Consigne.
Relevez, mot pour mot, toutes les phrases interrogatives du texte fourni ci-dessous.

#### Texte fourni ####

Les membres d’un club canin de Kyiv viennent régulièrement avec leurs chiens pour aider les médecins dans les canisthérapies avec les malades.
Quelles sont les principales maladies et troubles psychologiques des patients civils et des soldats qui viennent du front ?
La loi ne nous autorise pas, nous les responsables, à publier des données statistiques précises sur nos patients. Mais c’est un fait que cet hôpital s’est spécialisé depuis 2015 dans le traitement des vétérans de guerre.
Avec quels espoirs, ces personnes se sont-elles engagées dans la guerre ? Ces espoirs sont-ils faux au vu de ce qui attend les soldats là-bas ?
L’histoire personnelle de chaque personne est différente. De nombreux patriotes se sont engagés dans la guerre pour défendre leur pays. Seulement, la réalité qui attend les soldats sur le front est bien plus cruelle qu’ils ne l’avaient imaginé.

#### Données à traiter ####

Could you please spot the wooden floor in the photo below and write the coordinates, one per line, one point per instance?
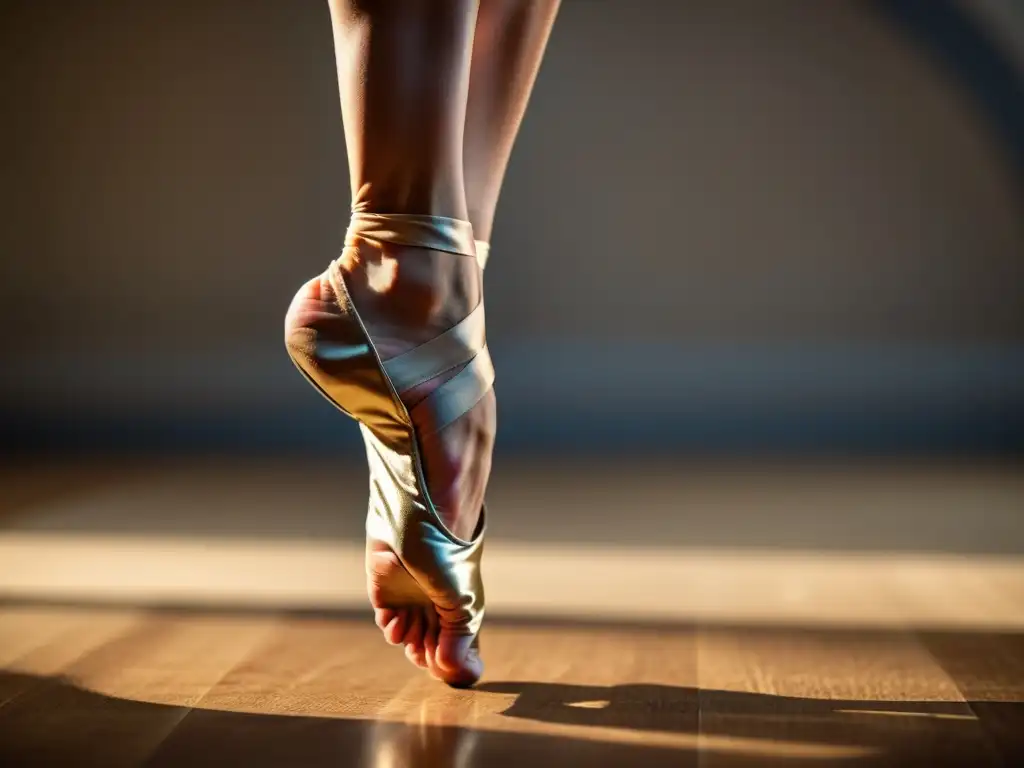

####

Corrigé.
- Quelles sont les principales maladies et troubles psychologiques des patients civils et des soldats qui viennent du front ?
- Avec quels espoirs, ces personnes se sont-elles engagées dans la guerre ?
- Ces espoirs sont-ils faux au vu de ce qui attend les soldats là-bas ?